─── PROVIDED ENTRIES
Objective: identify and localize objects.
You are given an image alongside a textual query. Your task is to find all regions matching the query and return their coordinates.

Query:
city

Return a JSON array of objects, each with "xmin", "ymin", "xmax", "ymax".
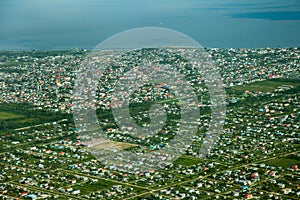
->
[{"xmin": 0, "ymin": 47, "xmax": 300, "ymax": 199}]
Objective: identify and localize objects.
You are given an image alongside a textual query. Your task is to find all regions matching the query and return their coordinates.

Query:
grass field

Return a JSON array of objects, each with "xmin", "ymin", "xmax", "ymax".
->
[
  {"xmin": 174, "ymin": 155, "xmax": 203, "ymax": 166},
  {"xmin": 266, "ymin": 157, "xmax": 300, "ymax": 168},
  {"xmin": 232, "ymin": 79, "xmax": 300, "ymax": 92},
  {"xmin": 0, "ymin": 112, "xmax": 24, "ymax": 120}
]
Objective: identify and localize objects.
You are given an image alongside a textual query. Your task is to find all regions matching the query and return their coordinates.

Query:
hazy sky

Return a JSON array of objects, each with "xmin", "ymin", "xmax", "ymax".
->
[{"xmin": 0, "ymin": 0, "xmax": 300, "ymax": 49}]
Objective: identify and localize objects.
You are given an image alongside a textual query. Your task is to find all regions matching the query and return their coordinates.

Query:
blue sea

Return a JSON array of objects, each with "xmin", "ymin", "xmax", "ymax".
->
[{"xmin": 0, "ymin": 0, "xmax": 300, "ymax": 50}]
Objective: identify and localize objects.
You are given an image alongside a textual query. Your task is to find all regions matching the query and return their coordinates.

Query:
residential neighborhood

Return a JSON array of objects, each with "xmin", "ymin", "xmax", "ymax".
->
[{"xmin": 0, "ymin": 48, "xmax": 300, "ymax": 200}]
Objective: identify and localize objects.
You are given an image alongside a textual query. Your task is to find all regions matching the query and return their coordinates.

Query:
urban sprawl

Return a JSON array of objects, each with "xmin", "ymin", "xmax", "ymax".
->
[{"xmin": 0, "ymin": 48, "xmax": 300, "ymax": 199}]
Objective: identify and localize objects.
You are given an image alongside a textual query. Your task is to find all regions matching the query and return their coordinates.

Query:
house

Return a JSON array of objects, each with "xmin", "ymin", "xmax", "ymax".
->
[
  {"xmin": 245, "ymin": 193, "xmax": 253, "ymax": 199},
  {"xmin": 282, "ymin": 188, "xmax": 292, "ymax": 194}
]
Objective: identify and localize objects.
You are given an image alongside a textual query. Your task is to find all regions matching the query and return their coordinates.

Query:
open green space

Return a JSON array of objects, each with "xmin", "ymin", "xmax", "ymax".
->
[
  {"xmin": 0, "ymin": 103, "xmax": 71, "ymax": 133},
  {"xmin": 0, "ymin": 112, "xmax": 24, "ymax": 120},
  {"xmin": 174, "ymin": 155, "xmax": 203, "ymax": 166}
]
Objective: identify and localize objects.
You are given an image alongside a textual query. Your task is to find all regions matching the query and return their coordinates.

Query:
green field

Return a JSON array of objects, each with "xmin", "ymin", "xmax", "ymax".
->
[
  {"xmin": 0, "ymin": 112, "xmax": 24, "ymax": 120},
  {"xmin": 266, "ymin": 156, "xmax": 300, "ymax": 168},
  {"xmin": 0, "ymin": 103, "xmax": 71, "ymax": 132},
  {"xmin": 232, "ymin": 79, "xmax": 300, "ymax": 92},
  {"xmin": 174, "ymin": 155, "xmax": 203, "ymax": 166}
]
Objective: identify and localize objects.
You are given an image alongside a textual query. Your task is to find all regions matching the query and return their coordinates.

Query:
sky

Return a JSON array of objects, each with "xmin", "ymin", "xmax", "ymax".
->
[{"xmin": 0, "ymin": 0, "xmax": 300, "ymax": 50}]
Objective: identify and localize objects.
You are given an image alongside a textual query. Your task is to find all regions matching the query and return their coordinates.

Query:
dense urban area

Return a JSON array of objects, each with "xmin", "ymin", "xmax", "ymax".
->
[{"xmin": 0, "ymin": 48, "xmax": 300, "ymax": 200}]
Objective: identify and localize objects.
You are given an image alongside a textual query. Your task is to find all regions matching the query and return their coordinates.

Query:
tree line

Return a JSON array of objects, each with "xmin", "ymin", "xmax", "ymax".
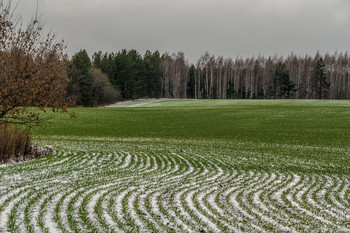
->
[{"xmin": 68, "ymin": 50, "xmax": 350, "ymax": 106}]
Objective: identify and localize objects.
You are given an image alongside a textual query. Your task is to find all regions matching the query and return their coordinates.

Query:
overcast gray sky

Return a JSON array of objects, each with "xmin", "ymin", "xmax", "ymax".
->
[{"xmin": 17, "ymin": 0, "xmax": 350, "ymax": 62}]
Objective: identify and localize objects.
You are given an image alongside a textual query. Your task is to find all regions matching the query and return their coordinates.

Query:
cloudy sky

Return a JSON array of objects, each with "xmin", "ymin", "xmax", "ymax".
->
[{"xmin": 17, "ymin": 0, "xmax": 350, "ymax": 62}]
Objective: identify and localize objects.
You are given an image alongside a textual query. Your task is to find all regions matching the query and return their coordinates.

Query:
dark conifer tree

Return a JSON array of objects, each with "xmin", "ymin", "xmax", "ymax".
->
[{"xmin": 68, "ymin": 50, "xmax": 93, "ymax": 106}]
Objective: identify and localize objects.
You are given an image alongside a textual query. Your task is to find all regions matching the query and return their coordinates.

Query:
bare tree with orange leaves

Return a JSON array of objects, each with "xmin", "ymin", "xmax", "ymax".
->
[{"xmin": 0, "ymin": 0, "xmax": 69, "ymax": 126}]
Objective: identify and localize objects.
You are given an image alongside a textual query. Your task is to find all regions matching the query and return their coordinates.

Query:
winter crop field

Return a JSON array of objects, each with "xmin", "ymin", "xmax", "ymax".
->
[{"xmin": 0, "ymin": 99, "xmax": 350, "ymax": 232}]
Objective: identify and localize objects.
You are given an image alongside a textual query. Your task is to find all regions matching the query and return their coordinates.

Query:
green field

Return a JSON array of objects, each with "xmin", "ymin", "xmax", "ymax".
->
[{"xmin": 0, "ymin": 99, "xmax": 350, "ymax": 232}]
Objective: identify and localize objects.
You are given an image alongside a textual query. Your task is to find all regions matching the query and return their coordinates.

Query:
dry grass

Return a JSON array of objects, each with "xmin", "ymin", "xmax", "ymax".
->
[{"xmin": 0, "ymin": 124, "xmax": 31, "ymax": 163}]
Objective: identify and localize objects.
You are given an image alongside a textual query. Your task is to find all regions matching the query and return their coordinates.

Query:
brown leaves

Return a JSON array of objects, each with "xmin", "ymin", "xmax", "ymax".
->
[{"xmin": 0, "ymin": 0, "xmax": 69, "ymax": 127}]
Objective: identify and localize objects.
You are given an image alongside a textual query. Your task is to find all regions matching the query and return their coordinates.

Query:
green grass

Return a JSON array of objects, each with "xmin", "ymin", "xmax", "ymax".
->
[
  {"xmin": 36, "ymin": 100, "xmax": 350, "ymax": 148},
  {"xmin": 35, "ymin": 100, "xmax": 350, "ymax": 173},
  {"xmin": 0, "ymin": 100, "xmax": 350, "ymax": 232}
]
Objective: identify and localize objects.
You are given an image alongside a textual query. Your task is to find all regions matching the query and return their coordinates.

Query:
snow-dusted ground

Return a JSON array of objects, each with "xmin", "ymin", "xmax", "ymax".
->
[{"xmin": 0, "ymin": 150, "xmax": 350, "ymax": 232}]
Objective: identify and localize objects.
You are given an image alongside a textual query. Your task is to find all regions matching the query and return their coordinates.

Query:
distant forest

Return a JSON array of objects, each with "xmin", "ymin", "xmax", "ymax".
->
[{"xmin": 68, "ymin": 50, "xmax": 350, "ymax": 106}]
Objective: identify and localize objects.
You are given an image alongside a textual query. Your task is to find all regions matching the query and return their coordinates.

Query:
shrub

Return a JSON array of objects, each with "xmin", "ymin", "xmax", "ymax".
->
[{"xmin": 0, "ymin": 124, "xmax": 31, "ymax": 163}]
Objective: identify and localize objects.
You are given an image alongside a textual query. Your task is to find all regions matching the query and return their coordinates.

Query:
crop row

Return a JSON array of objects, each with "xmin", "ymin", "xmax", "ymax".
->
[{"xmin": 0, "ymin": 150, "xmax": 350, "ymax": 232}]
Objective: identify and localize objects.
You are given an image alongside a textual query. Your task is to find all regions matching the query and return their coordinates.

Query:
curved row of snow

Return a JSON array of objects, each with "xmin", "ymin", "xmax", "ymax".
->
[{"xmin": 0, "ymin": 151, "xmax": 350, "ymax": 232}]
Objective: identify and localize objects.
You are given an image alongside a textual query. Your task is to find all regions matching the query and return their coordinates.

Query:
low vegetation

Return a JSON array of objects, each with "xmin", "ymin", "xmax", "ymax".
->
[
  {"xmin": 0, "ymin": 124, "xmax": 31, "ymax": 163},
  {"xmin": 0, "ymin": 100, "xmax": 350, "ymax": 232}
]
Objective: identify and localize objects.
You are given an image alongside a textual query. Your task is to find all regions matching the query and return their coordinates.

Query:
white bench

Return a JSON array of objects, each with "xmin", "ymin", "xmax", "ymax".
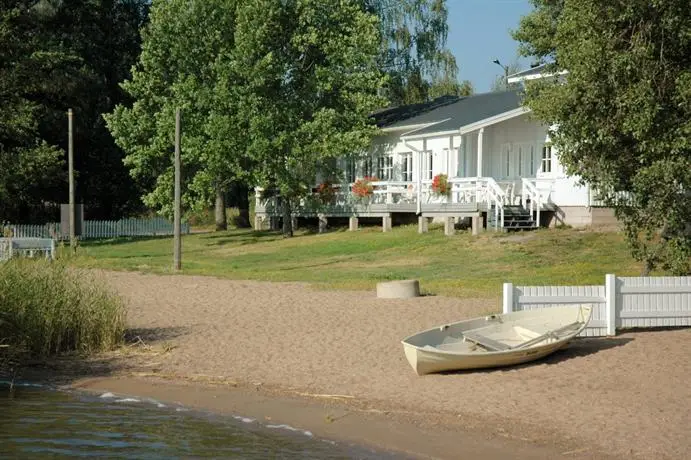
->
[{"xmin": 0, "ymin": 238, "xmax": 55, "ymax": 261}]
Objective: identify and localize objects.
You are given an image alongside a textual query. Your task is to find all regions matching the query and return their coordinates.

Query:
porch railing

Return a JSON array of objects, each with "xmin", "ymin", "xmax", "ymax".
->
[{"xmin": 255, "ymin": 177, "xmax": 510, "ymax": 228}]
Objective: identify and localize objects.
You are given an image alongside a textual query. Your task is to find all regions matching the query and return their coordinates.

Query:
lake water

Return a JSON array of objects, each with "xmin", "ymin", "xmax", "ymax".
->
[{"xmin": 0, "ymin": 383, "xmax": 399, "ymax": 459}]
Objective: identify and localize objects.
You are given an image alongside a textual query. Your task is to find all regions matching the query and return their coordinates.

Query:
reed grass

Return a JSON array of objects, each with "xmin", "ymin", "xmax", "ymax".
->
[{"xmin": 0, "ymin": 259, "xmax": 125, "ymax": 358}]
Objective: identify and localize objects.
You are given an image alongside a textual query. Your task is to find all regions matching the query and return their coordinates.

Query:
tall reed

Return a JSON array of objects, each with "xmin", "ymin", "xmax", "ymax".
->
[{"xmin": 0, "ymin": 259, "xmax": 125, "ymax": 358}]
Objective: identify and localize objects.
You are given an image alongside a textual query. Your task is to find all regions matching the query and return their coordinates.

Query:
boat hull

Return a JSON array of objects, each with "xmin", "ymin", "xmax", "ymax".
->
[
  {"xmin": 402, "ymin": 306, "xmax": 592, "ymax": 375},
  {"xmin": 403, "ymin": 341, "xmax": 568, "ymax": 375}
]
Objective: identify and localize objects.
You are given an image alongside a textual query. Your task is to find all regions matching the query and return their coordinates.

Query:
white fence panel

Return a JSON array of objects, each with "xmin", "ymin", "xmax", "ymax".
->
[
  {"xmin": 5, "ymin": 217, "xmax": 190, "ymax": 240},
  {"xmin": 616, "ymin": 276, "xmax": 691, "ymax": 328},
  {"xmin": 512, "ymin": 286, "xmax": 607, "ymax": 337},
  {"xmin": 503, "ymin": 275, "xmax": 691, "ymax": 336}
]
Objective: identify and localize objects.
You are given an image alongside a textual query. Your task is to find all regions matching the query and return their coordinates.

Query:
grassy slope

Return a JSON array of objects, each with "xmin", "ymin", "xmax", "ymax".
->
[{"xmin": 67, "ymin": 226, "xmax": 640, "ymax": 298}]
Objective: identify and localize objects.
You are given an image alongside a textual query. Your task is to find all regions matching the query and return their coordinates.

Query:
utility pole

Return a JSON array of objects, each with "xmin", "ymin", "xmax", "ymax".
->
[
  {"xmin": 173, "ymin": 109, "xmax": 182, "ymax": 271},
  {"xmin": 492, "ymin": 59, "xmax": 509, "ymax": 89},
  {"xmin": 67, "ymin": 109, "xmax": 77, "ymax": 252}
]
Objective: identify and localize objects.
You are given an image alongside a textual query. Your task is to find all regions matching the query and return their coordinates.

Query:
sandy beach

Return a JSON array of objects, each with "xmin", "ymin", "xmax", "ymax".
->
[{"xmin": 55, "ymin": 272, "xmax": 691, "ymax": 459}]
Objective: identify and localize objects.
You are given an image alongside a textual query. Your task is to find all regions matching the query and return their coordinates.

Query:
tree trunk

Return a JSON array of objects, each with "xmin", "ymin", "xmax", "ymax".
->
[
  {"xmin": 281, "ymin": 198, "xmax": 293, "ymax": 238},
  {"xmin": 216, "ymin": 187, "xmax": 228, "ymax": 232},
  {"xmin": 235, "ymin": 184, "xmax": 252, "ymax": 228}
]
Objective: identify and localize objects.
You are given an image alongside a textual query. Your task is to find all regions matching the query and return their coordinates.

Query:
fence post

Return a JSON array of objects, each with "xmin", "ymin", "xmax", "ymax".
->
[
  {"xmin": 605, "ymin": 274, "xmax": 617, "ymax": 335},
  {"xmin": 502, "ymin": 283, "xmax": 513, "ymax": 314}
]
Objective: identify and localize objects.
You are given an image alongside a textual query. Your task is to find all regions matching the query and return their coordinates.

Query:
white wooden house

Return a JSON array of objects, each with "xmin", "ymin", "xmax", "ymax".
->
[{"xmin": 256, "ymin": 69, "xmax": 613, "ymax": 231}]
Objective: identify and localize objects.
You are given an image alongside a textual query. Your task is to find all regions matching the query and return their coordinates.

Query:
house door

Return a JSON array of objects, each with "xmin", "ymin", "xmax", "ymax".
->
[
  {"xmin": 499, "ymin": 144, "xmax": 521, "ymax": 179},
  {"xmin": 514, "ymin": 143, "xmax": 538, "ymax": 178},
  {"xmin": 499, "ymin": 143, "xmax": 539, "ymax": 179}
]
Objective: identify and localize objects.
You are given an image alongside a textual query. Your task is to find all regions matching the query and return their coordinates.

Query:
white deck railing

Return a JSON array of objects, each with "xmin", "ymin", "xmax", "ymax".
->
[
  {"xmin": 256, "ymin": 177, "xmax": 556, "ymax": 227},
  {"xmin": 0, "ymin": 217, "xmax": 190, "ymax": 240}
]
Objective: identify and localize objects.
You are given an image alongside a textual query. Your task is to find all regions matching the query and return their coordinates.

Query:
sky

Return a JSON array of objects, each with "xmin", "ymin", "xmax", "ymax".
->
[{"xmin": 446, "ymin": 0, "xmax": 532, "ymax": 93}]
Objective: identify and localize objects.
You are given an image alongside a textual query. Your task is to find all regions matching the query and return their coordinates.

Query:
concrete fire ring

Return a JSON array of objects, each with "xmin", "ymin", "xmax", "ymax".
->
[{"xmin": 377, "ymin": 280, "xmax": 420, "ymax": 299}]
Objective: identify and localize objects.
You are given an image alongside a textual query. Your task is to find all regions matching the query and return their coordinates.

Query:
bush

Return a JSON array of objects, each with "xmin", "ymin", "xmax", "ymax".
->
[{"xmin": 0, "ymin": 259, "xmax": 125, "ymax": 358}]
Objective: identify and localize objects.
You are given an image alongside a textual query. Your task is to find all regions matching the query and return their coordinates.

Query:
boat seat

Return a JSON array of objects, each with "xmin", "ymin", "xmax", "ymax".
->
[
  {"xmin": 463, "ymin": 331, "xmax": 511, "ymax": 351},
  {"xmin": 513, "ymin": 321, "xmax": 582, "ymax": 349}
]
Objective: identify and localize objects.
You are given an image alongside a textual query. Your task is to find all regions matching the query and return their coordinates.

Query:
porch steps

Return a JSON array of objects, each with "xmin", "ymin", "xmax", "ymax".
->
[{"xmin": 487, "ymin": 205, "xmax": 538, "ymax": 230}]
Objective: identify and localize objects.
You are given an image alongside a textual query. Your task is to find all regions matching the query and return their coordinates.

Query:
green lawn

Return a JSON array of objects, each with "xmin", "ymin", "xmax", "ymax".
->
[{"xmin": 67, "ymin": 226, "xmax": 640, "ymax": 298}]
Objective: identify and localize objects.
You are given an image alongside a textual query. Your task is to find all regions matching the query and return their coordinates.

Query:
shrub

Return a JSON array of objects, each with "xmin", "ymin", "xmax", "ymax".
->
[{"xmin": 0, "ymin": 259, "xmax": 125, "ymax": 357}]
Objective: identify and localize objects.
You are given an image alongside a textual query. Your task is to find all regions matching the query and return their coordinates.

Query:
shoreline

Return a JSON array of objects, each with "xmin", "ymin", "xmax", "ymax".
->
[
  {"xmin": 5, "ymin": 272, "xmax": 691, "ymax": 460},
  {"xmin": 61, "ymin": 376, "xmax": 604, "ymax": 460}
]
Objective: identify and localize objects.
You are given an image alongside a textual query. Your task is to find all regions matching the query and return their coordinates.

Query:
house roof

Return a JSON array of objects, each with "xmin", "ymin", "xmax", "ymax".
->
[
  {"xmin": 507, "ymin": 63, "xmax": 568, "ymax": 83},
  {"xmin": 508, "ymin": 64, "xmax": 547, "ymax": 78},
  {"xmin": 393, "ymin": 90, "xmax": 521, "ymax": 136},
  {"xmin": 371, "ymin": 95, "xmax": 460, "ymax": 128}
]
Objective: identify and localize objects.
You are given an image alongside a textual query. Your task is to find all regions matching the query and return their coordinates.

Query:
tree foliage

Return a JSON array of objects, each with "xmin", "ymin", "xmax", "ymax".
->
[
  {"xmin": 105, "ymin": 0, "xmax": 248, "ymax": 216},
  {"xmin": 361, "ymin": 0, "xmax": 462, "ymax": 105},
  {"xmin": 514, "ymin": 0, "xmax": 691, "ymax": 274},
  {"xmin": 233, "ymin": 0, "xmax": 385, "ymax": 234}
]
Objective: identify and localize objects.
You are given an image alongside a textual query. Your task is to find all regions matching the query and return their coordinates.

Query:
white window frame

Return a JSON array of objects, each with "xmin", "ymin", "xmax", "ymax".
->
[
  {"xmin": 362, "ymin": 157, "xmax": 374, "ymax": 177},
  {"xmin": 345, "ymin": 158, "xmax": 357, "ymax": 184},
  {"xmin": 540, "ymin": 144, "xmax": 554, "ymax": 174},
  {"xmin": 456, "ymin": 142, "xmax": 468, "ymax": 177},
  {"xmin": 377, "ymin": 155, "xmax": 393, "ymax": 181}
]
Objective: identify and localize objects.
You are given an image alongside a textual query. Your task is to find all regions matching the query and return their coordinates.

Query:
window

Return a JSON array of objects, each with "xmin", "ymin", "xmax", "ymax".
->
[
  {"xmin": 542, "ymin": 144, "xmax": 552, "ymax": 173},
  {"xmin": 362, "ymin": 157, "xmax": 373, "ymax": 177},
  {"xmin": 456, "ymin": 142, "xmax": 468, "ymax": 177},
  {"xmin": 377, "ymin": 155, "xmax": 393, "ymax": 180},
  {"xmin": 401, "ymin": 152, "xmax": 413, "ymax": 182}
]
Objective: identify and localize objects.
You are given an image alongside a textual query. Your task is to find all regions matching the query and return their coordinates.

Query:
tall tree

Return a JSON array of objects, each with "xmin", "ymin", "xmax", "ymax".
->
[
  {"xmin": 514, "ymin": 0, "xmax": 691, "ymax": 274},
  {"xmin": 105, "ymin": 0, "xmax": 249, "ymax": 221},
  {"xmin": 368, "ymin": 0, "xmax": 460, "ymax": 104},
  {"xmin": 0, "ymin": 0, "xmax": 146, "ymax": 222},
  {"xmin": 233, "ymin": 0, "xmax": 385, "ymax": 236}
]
──────
**TASK INSTRUCTIONS:**
Locate every line in the listing that contains the word "house" and copy each one.

**TASK ANSWER:**
house
white wooden house
house door
house roof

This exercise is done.